> _Job_
Rewrite the records below with each "draw the outline" changed to "trace the border" and everything else left as it is.

[Boundary labeling items]
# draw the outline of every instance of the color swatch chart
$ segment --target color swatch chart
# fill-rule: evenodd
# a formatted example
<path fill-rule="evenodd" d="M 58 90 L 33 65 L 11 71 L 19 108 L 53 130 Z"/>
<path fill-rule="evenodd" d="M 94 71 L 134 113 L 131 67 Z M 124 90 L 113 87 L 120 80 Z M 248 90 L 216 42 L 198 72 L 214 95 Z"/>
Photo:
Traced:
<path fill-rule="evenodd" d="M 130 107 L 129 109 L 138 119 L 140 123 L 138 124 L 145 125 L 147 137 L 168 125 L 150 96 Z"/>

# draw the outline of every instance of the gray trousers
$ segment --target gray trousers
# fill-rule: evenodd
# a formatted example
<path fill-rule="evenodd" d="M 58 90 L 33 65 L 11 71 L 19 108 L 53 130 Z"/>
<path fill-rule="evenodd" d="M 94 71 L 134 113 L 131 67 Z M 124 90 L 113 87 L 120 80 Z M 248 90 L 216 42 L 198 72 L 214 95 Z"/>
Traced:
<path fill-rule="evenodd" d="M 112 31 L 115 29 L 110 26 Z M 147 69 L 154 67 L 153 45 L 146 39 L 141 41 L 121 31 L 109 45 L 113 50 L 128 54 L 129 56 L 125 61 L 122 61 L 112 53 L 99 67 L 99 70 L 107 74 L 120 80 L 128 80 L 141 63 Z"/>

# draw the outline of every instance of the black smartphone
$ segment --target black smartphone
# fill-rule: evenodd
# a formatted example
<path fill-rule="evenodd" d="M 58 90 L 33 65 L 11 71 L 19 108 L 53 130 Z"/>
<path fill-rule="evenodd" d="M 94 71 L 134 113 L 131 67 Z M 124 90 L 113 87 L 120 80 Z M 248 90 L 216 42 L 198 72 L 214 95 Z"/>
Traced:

> _The reply_
# trace the border of every instance of the color swatch chart
$ segment --target color swatch chart
# fill-rule: evenodd
# a formatted example
<path fill-rule="evenodd" d="M 58 90 L 33 65 L 11 71 L 19 108 L 53 130 Z"/>
<path fill-rule="evenodd" d="M 94 71 L 134 113 L 131 67 Z M 124 90 L 113 87 L 120 80 Z M 248 90 L 216 42 L 198 72 L 214 95 Z"/>
Photo:
Traced:
<path fill-rule="evenodd" d="M 130 107 L 129 109 L 138 119 L 140 123 L 138 124 L 145 125 L 147 137 L 168 125 L 150 96 Z"/>

# trace the border of every instance of the gray trousers
$ segment --target gray trousers
# fill-rule: evenodd
# a formatted example
<path fill-rule="evenodd" d="M 58 90 L 33 65 L 11 71 L 19 108 L 53 130 Z"/>
<path fill-rule="evenodd" d="M 94 71 L 134 113 L 131 67 Z M 124 90 L 113 87 L 120 80 Z M 248 90 L 216 42 L 198 72 L 214 95 Z"/>
Traced:
<path fill-rule="evenodd" d="M 112 31 L 115 29 L 110 26 Z M 147 69 L 154 67 L 153 45 L 146 39 L 141 41 L 121 31 L 109 45 L 113 50 L 128 54 L 129 56 L 125 61 L 122 61 L 112 53 L 99 67 L 99 70 L 107 74 L 120 80 L 128 80 L 141 63 Z"/>

# trace the border of every instance of the black smartphone
$ segment --target black smartphone
# fill-rule: evenodd
# a formatted example
<path fill-rule="evenodd" d="M 58 90 L 33 65 L 11 71 L 19 108 L 53 130 Z"/>
<path fill-rule="evenodd" d="M 94 71 L 134 113 L 131 67 Z M 124 90 L 113 87 L 120 80 Z M 248 90 L 216 42 L 198 72 L 214 95 Z"/>
Traced:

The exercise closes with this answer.